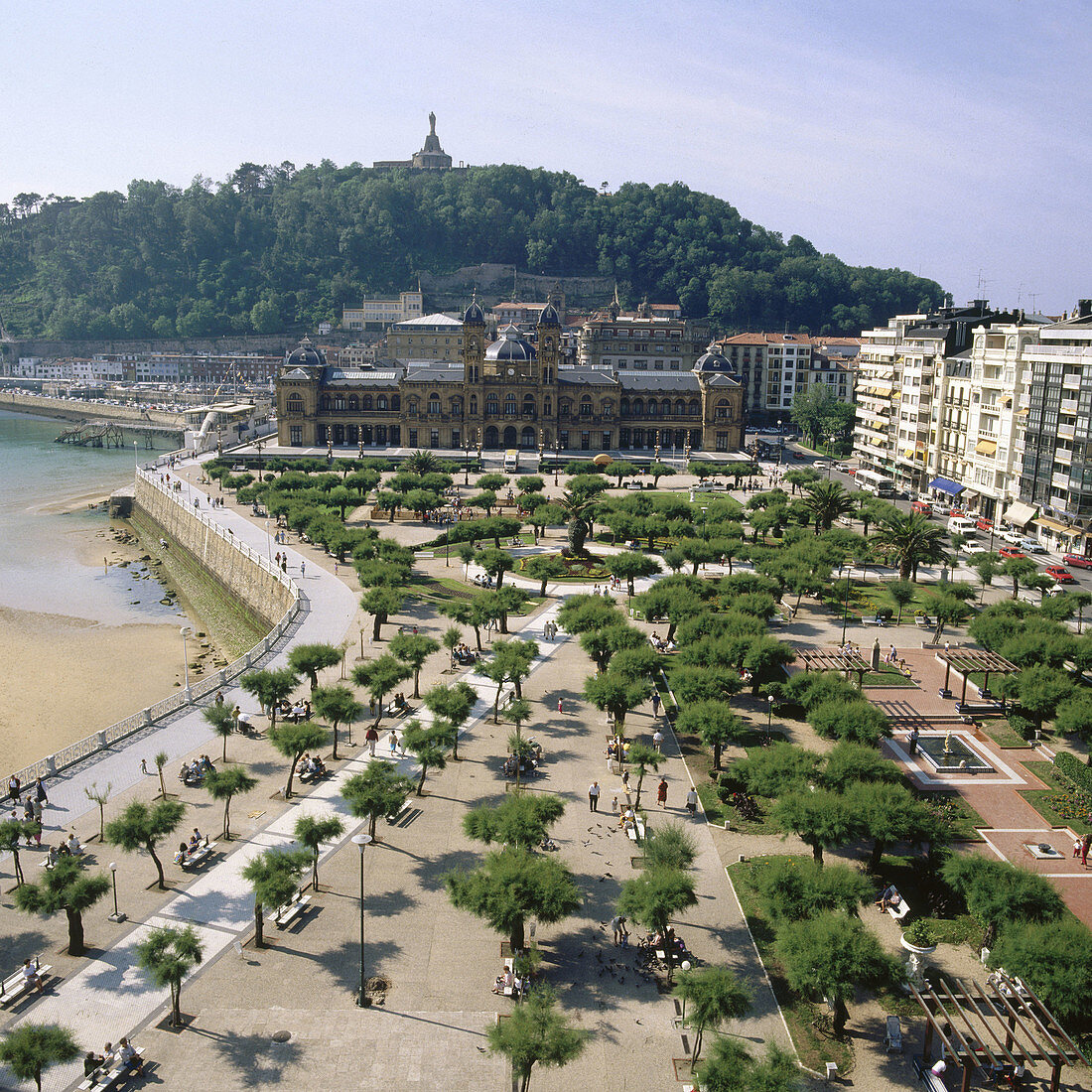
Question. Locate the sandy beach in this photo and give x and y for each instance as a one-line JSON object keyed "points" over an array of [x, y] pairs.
{"points": [[65, 678]]}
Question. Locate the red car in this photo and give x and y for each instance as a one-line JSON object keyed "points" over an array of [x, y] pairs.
{"points": [[1061, 575]]}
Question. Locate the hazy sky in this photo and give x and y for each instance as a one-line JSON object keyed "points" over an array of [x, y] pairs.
{"points": [[949, 139]]}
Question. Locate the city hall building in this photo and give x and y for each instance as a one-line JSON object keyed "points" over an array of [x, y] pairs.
{"points": [[504, 393]]}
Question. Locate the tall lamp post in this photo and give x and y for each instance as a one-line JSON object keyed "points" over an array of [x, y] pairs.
{"points": [[186, 659], [360, 841], [116, 916]]}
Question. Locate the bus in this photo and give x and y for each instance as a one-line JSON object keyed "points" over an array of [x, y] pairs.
{"points": [[878, 483]]}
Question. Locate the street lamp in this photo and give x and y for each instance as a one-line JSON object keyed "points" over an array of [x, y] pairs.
{"points": [[116, 916], [186, 663], [361, 841]]}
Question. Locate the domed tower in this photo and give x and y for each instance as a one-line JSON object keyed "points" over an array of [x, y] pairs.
{"points": [[297, 395]]}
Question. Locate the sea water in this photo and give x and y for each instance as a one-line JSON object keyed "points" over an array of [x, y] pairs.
{"points": [[47, 531]]}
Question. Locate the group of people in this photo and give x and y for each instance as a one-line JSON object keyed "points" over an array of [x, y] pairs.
{"points": [[123, 1056], [310, 766], [186, 850], [193, 773]]}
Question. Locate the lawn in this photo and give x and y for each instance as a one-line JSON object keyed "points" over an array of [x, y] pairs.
{"points": [[808, 1023]]}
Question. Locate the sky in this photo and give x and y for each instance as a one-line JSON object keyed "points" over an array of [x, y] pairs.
{"points": [[947, 139]]}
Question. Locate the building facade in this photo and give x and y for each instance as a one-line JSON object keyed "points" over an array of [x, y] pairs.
{"points": [[508, 392]]}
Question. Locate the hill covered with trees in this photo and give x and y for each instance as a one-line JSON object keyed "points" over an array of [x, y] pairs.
{"points": [[275, 248]]}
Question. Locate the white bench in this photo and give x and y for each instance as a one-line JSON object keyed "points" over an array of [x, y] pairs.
{"points": [[109, 1078], [287, 914], [199, 854], [15, 985]]}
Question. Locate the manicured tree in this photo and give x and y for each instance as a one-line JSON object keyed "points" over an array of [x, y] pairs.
{"points": [[413, 650], [792, 888], [31, 1048], [833, 956], [850, 720], [535, 1033], [454, 705], [381, 602], [713, 723], [379, 790], [12, 834], [379, 677], [615, 695], [711, 996], [293, 740], [512, 885], [903, 592], [1055, 960], [339, 706], [997, 893], [429, 746], [270, 688], [141, 827], [314, 831], [168, 956], [274, 877], [775, 770], [642, 759], [312, 658], [225, 784], [544, 568], [1018, 569], [1040, 690], [66, 887], [1074, 718], [668, 847], [221, 719], [851, 762], [730, 1068], [628, 566], [821, 819], [521, 819]]}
==================================================
Work instructions >> Print the whole listing above once more, word for word, without its pictures.

Solution to the exercise >>
Question. Locate the sandy beach in this photo and give x and y for each instance as a one-line JSON object keyed "points" over an array of [x, y] pairs.
{"points": [[65, 678]]}
Question. Locate the red car in this photo and give x and y for each instance as a one-line JSON object keyed "points" over an array of [x, y] pairs.
{"points": [[1061, 575]]}
Question. Locate the hazy sky in this photo and give x and y for each instance as a one-line JSON object keyed "points" over an array of [x, y] pairs.
{"points": [[949, 139]]}
Question. Locate the city hall building in this photo and give x and y for each instance as a one-line JSON object keyed "points" over an array of [x, y] pairs.
{"points": [[504, 393]]}
Question. Locate the tall lamp post in this photo and give x and y for each instance as a one-line JSON object keyed "points" over an array of [x, y] pairs.
{"points": [[186, 659], [360, 841], [116, 916]]}
Question. Locate the bus in this photo and give x and y for each instance as a one-line JSON object keyed "points" over an array of [x, y] pairs.
{"points": [[878, 483]]}
Question. Locate the street lamp in this photo and give x and y for each instance as a one-line JSON object keyed "points" over an array of [x, y] pairs.
{"points": [[116, 916], [186, 663], [361, 841]]}
Question. Locate the domed tower in this photo and give x and y for each instance as a one-line JSON object keyed "points" over an array of [x, y] pairs.
{"points": [[297, 395]]}
Question. Locate the sea water in this photo and give x and y for each instance as a one-line JSON object keyed "points" over an array of [x, y] pairs.
{"points": [[47, 531]]}
Question. Locate the group of people in this photo and give x and y for each instance as a one-line JSON object keyed "points" over an array of [x, y] pairs.
{"points": [[123, 1056], [310, 766], [186, 850], [193, 773]]}
Question. Locate the lawn in this photo and give x and y for each instance as a one-line JSON object keyed "points" over an array of [x, y] pairs.
{"points": [[808, 1023]]}
Question. Locate the sky in this photo and give x and y for each instance as a one-line JSON object keyed "points" over an array of [x, y] pairs.
{"points": [[947, 139]]}
Question. Locate the building facade in this photo and give x and y for each instance as a one-line JSON object keyed "points" over an array of [x, y] pairs.
{"points": [[508, 392]]}
Question. Locate the hill covered with trees in this photo and give x and y for each instance as a one-line JSON object keyed "points" over an array of [x, y] pairs.
{"points": [[275, 248]]}
Question. Locate the white bench in this photo and give x and y for each instance as a one-line JSON object keyed "points" over an array of [x, y] pairs.
{"points": [[109, 1078], [287, 914], [199, 854], [15, 985]]}
Question. Locate the manicured tree in this photo and give x and y for each instance as a one-line JSON object keyed "points" over an array of [x, y] pairs.
{"points": [[413, 650], [792, 888], [31, 1048], [833, 956], [850, 720], [535, 1033], [454, 705], [381, 602], [713, 723], [379, 790], [12, 834], [379, 677], [615, 695], [711, 996], [293, 740], [512, 885], [903, 592], [1055, 960], [339, 706], [997, 893], [429, 746], [270, 688], [141, 827], [314, 831], [168, 956], [274, 877], [775, 770], [642, 759], [312, 658], [225, 784], [544, 568], [1018, 569], [1040, 690], [66, 887], [1074, 718], [668, 847], [221, 719], [851, 762], [730, 1068], [628, 566], [821, 819], [521, 819]]}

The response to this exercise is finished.